Problem description: For each line below that contains the word "rail", return that line.

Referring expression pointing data
══════

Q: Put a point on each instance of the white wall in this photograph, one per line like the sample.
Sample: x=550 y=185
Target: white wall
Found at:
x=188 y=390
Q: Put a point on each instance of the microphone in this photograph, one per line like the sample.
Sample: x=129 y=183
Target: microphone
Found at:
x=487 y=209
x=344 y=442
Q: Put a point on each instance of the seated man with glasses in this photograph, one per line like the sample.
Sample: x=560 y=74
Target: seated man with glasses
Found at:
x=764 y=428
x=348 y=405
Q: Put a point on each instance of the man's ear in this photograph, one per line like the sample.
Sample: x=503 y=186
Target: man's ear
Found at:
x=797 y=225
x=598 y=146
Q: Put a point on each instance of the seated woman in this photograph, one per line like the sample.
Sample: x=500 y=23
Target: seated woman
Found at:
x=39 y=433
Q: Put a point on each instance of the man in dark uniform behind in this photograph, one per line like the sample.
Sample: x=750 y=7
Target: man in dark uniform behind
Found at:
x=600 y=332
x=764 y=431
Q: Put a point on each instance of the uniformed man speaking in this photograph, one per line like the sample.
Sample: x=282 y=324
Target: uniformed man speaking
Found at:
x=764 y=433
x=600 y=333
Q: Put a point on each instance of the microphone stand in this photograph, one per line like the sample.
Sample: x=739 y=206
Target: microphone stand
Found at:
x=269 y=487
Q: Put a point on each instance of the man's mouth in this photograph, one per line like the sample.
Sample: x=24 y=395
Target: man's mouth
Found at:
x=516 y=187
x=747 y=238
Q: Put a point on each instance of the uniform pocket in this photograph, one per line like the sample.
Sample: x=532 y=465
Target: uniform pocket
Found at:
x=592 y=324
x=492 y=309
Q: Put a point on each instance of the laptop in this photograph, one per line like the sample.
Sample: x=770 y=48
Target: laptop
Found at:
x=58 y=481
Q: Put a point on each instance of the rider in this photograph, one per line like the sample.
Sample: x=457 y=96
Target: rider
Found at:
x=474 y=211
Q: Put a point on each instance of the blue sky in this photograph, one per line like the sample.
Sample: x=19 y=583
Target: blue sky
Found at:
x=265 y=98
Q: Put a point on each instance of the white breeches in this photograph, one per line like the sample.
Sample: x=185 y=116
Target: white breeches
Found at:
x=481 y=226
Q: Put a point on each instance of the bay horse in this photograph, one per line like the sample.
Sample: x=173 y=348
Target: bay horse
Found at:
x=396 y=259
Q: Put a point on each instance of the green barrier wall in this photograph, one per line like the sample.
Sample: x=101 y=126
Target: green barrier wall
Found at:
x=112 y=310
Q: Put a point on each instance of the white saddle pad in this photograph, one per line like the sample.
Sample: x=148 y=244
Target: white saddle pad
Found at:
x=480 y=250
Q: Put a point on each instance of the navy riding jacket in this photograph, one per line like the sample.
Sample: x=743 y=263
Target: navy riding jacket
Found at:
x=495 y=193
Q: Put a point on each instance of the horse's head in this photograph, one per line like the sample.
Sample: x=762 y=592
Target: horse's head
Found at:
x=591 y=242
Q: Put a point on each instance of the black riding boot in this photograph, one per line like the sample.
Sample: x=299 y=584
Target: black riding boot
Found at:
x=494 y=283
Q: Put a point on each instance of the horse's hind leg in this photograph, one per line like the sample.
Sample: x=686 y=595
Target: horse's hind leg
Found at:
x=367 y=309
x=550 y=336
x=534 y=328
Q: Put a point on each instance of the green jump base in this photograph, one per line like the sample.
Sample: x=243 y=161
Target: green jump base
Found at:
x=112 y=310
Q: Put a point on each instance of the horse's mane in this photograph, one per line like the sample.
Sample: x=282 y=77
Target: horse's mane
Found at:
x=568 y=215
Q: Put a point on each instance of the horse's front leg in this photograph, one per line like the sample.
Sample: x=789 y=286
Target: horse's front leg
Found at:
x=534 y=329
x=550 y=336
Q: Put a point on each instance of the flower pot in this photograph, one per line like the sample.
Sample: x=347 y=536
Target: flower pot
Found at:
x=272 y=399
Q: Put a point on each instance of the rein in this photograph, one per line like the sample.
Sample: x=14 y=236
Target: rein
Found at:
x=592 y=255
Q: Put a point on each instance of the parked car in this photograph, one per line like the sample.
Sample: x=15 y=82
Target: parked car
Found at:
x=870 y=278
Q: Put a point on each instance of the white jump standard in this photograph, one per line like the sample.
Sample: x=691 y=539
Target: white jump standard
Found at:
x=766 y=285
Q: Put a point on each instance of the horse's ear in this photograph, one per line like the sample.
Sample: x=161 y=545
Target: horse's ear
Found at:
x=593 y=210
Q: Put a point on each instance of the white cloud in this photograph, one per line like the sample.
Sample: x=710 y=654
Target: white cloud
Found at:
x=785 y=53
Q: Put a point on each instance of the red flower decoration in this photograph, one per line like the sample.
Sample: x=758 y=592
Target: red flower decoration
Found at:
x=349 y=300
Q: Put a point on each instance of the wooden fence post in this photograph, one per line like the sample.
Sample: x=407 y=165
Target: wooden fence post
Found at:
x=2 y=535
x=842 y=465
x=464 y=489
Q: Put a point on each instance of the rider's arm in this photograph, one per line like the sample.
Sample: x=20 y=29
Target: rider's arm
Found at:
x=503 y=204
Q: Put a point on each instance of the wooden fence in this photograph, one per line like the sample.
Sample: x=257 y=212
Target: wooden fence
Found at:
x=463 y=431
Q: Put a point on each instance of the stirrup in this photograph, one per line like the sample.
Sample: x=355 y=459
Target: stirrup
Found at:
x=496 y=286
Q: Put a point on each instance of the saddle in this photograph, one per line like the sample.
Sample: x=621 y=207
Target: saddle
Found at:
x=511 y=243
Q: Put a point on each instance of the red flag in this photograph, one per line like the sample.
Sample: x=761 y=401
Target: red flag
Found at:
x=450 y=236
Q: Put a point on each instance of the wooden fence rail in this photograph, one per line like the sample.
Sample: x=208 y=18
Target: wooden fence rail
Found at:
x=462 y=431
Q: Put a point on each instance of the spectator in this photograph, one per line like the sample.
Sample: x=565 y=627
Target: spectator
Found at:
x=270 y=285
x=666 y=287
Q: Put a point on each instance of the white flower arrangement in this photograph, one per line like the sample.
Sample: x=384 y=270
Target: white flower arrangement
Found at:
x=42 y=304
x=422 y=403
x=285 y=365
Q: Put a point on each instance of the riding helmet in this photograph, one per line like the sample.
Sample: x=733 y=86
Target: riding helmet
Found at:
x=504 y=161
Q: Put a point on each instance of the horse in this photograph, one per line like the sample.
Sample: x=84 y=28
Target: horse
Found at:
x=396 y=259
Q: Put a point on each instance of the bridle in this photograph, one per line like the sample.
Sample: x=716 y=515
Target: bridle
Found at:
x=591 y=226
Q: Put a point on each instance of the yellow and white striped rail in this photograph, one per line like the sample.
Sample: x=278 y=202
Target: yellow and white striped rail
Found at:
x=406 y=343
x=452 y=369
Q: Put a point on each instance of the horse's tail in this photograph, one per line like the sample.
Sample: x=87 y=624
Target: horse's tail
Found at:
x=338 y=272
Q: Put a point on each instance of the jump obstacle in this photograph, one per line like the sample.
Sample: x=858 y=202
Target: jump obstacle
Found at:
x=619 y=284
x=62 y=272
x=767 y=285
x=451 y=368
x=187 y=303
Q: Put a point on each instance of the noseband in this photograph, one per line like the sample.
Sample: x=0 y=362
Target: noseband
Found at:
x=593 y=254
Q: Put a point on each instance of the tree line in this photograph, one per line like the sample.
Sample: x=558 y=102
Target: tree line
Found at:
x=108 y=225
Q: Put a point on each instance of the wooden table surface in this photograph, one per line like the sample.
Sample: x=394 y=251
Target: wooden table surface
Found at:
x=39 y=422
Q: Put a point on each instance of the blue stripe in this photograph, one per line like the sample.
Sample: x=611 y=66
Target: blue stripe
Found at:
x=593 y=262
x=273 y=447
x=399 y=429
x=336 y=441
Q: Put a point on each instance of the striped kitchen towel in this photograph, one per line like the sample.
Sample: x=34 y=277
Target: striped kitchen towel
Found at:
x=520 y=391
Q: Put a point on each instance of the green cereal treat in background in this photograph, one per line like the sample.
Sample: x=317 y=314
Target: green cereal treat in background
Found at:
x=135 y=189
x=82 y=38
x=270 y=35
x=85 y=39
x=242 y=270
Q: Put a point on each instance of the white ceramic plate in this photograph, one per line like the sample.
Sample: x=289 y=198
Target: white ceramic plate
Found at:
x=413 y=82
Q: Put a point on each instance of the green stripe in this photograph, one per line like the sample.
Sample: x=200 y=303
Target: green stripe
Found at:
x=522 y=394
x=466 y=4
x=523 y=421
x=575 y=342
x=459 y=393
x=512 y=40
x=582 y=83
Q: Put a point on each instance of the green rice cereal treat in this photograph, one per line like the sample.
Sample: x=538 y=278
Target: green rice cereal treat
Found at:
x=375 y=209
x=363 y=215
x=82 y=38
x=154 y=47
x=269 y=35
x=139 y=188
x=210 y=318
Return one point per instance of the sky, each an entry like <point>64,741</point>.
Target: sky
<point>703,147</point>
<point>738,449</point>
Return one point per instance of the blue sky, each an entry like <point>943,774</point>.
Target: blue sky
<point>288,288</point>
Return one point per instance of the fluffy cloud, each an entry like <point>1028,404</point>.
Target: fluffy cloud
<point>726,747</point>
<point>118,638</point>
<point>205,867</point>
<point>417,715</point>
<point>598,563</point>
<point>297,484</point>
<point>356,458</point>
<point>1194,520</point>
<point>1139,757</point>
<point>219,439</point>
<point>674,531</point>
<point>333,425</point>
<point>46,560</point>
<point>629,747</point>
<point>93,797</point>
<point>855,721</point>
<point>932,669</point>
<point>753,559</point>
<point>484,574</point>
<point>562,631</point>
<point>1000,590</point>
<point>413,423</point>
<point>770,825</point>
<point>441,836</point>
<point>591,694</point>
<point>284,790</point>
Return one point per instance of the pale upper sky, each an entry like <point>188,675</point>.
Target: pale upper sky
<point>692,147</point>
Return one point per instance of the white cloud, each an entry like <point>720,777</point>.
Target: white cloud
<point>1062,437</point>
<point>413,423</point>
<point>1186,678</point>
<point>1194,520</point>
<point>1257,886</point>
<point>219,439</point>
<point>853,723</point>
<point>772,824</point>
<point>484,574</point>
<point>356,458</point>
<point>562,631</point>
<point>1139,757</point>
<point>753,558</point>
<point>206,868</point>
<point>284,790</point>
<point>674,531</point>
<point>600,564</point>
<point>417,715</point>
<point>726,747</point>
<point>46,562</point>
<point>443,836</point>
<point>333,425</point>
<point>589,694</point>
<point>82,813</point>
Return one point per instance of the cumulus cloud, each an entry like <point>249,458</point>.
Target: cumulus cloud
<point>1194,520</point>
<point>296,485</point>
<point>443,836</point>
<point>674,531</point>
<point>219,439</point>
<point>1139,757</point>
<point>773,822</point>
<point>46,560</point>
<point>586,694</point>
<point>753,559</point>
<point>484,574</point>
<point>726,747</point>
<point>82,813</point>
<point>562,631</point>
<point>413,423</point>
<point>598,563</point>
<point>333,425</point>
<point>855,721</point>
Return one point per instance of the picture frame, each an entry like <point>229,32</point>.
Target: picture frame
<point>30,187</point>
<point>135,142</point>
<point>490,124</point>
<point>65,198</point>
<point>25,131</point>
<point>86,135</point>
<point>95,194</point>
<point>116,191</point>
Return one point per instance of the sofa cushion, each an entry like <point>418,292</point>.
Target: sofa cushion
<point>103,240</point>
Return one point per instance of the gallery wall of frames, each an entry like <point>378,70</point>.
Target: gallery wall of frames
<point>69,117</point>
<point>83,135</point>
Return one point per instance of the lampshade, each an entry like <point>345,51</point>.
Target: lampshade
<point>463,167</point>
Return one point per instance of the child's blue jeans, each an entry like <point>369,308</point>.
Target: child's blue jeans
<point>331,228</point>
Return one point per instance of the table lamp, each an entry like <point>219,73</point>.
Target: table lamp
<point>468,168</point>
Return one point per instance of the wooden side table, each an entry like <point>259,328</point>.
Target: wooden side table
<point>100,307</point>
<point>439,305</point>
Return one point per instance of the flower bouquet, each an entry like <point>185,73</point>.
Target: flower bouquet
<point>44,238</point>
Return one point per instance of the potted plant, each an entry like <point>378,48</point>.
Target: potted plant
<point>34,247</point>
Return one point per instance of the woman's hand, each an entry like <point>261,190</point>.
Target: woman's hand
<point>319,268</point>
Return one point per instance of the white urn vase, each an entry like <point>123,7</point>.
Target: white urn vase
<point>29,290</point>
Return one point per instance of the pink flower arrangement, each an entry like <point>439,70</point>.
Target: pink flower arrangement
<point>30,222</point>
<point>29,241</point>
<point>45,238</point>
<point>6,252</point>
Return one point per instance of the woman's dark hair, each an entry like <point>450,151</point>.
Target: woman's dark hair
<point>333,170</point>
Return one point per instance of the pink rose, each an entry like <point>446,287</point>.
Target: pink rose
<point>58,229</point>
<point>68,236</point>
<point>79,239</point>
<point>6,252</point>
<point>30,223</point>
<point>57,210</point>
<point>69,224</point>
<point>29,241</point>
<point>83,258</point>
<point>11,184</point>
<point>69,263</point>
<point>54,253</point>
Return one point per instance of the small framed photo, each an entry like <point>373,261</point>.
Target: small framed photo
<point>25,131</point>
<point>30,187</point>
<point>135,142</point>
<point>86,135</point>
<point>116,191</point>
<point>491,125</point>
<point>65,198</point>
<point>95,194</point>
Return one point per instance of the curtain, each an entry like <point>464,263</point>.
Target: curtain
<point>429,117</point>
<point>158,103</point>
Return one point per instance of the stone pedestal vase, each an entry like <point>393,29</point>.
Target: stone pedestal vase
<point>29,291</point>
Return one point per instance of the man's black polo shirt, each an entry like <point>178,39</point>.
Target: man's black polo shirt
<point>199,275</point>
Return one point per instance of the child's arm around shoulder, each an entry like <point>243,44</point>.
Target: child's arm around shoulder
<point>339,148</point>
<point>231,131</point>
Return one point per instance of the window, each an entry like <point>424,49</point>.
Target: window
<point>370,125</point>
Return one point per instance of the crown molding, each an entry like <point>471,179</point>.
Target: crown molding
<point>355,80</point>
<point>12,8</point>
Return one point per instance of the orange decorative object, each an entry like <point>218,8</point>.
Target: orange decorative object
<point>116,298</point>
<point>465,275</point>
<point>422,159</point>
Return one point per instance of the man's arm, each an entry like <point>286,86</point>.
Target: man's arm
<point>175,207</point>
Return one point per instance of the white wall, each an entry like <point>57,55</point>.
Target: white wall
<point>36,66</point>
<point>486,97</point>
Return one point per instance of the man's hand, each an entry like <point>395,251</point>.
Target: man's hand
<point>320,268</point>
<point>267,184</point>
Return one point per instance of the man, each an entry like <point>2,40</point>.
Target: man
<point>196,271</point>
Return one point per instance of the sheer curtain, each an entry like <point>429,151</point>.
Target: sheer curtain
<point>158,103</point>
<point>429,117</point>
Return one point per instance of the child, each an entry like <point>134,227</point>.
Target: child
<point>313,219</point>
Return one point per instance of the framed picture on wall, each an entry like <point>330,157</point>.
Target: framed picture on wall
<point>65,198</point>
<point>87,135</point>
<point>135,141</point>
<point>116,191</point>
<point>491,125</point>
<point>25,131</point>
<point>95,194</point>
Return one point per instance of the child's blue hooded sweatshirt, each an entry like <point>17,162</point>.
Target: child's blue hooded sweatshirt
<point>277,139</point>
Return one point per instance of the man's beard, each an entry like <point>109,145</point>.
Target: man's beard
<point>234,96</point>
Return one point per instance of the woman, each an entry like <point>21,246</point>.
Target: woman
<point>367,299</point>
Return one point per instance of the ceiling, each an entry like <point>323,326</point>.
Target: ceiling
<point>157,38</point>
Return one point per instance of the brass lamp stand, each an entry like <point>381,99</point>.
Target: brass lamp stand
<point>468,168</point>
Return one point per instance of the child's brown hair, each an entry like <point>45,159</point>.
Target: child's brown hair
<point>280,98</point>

══════

Result for this task:
Q: Put a point on each instance of the wooden fence rail in this photograph, one per line like the sample.
Target: wooden fence rail
Q: Put a point on each instance of the yellow and white striped rail in this photograph, one per line like the sample.
Target: yellow and white striped rail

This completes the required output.